Your assignment:
Reproduce the whole listing below without its pictures, exactly as written.

Source data:
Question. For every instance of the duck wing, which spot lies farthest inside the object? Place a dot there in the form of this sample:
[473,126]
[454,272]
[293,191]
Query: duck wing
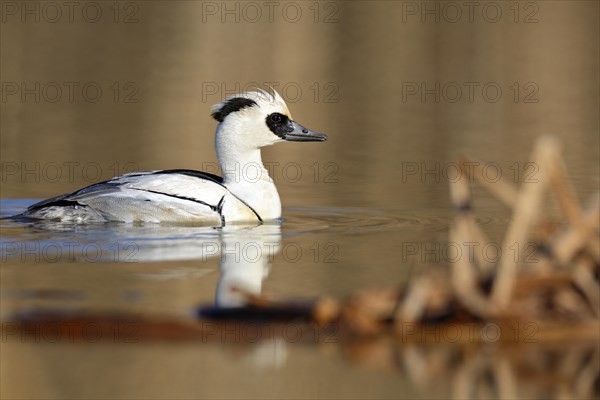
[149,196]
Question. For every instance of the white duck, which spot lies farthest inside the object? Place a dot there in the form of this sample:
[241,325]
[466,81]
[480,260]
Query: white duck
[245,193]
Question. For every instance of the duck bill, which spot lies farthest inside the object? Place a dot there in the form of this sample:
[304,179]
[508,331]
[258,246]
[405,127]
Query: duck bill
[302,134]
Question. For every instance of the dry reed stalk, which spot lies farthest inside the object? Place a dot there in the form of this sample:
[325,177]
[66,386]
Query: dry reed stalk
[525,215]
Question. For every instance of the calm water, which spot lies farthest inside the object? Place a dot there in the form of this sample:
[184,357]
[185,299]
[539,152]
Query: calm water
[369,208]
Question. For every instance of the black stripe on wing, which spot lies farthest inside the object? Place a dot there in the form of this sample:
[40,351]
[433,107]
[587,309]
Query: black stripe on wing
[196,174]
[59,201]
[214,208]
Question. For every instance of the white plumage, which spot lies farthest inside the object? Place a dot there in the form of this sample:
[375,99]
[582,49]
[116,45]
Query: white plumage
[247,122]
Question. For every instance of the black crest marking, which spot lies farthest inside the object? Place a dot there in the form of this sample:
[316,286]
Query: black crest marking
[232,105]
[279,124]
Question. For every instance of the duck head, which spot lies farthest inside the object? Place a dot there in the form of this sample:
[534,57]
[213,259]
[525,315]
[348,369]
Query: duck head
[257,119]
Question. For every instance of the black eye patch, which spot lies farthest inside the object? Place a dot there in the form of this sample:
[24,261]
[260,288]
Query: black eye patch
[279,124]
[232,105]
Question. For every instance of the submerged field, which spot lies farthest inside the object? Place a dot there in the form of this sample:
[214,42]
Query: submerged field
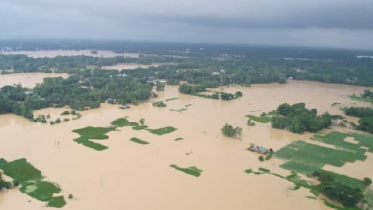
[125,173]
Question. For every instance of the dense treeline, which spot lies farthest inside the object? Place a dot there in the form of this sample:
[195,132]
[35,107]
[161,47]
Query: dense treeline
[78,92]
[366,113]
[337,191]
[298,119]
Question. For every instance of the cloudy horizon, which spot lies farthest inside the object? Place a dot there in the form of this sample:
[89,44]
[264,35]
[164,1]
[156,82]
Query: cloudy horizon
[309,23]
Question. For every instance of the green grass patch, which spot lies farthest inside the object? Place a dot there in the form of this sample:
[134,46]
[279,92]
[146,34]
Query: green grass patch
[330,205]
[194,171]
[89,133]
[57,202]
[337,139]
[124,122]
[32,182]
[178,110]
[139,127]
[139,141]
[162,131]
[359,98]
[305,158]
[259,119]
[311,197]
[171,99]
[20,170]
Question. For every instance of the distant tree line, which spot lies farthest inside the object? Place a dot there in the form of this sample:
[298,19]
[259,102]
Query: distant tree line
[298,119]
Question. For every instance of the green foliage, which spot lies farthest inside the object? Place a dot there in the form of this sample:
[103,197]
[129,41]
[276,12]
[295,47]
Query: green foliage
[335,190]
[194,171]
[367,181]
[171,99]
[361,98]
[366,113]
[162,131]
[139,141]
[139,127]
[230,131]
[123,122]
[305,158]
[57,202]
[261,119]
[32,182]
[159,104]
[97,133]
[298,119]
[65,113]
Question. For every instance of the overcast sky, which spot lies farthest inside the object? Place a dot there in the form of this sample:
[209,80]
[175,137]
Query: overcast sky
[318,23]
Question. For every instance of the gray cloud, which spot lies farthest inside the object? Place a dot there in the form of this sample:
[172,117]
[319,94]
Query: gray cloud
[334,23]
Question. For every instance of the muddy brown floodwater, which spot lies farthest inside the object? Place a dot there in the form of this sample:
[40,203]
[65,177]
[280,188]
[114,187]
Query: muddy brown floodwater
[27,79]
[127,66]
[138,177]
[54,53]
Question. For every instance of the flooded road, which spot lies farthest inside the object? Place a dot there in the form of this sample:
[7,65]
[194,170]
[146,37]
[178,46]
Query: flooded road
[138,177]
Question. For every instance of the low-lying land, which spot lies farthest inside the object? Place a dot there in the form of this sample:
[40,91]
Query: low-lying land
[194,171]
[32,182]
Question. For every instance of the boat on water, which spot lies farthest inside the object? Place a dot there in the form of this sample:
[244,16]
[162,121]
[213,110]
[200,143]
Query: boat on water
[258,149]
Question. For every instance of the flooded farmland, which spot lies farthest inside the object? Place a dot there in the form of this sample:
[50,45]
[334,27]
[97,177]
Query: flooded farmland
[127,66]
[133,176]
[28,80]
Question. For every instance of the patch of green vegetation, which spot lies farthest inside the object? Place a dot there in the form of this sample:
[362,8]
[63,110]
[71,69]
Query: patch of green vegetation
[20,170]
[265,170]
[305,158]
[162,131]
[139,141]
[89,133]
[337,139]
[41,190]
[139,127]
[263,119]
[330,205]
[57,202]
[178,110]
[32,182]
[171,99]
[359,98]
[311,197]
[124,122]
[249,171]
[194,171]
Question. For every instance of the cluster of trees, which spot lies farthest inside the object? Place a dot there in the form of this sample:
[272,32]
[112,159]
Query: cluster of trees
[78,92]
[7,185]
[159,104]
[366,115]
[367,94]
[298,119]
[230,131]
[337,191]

Response area:
Question. For every instance of the duck wing, which spot lies farthest inside the object? Place a dot there in the form of this sample:
[473,126]
[454,272]
[293,191]
Query: duck wing
[149,196]
Question. For every instance of the white duck, which spot lies farthest inside the object? Place a dot there in the form of this sample:
[241,325]
[466,81]
[480,260]
Query: white duck
[245,193]
Question. For every instance of the duck bill, which spot lies farthest inside the object? Place a dot there in the form of this sample:
[304,179]
[508,331]
[258,246]
[405,127]
Query: duck bill
[302,134]
Question. For every instance of the dry reed stalk, which spot lies farthest inside the object? Place a dot there in the form of this sample:
[325,177]
[66,386]
Query: dry reed stalk
[525,215]
Question. For every instance of the calm water, which spot lies farthest inside the object? Place a dot there in the form of this sample:
[184,357]
[185,299]
[539,152]
Query: calm water
[369,208]
Question. For every instance of the black stripe on wing, which spot lies farthest inside the object? Place a dot there in the form of this sample:
[40,351]
[433,107]
[587,309]
Query: black stripe on wing
[196,174]
[59,201]
[214,208]
Question. For every instance of the white plumage, which spot lies farthest inside the object? Place a dot there in the form of this sample:
[375,99]
[582,49]
[116,45]
Query: white plumage
[247,122]
Question. For every instance of the black crest marking, which spot lies farthest inside the object? Place a dot there in the form of this sample:
[316,286]
Query: black crest marking
[232,105]
[279,124]
Question. For every instance of the duck head, which spot lies farthest inside the object? Place a dot there in the form of this sample:
[534,57]
[213,259]
[525,315]
[348,369]
Query: duck head
[257,119]
Question. For every instance of the black eye patch, which spot lies farthest inside the object? Place a dot there in the form of this sample:
[24,261]
[260,288]
Query: black eye patch
[279,124]
[232,105]
Question. For every instance of the submerged field, which spot lies farthest inside the object? Place a dot there in the form of this sample:
[214,42]
Query: submerged field
[125,173]
Question. For every instance of the dense treeline, which spot lies farthest inside the object? Place a dot there in the form of this sample:
[195,132]
[35,107]
[161,47]
Query: dense treeline
[78,92]
[366,113]
[337,191]
[298,119]
Question. For every instance of the cloudy horizon, which spot lies farthest inside the object? Place a dot there in the form of this sample:
[89,44]
[264,35]
[164,1]
[156,82]
Query: cloudy horizon
[309,23]
Question. For every instance of the green grass patch, which spot lies farthest inside the object? Place a dot there in the form of this sample:
[134,46]
[279,92]
[146,34]
Query: green grass patch
[330,205]
[194,171]
[89,133]
[57,202]
[337,139]
[124,122]
[32,182]
[178,110]
[139,127]
[139,141]
[162,131]
[359,98]
[305,158]
[259,119]
[311,197]
[171,99]
[20,170]
Question. For every instance of the distant tree line, which spot lies farthest inside the object? Place a dot there in the form of this sample:
[298,19]
[259,102]
Query: distant tree line
[298,119]
Question. For every instance of the green foliage, which spot lies farthest inside the object? Place a dot there in the form of this sample:
[103,197]
[129,41]
[276,12]
[295,47]
Query: green foliage
[335,190]
[194,171]
[367,181]
[171,99]
[361,98]
[366,113]
[162,131]
[139,141]
[139,127]
[230,131]
[123,122]
[305,158]
[57,202]
[261,119]
[32,182]
[159,104]
[97,133]
[298,119]
[65,113]
Question. For every instance of the overcast sky, which spot lies farthest inside the object? Place a dot there in the form of this sample:
[209,80]
[175,137]
Query: overcast sky
[318,23]
Question. For every instance of the gray cloud, which spot lies farthest inside the object? Place a dot there in the form of this sample:
[172,117]
[319,94]
Query: gray cloud
[334,23]
Question. For every instance of the muddy brown floodwater, which spot lies farthest inside the object? Place a dot there in the form of this sample:
[40,203]
[65,177]
[280,188]
[114,187]
Query: muddy brown floodwater
[27,79]
[127,66]
[138,177]
[54,53]
Question. For every instance of the flooded road, which spot lies farthest inside the object? Place a dot there in the form of this sample:
[7,65]
[194,170]
[146,37]
[178,46]
Query: flooded road
[138,177]
Question. For every instance of the low-lying land, which spot lies farthest inside the object? Place a dot there in the form of this sample:
[40,91]
Query: low-lying land
[194,171]
[32,182]
Question. For every instance of the boat on water, which spot lies farthest inside the object? Place a dot there in the form of this sample:
[244,16]
[162,121]
[213,110]
[200,143]
Query: boat on water
[258,149]
Question. For every instance of the flooded farmland, which spot lies farthest inside the object? Place a dot there in the form of this sample:
[50,45]
[334,27]
[97,177]
Query: flooded farmland
[127,66]
[133,176]
[28,80]
Question. For every instance of the patch of green vegetation, which spot lies farthest inside the object? Place a dot there in the form of this sample:
[362,8]
[63,110]
[71,69]
Query: patch of green vegetation
[20,170]
[265,170]
[305,158]
[162,131]
[139,141]
[89,133]
[337,139]
[41,190]
[139,127]
[263,119]
[330,205]
[57,202]
[178,110]
[32,182]
[171,99]
[359,98]
[311,197]
[124,122]
[249,171]
[194,171]
Question. For every instance of the cluster of trees, which spot lies farthest inside the object? Place a dot there in the form of this sample:
[272,32]
[112,159]
Query: cluster of trees
[78,92]
[7,185]
[159,104]
[366,115]
[367,94]
[298,119]
[230,131]
[337,191]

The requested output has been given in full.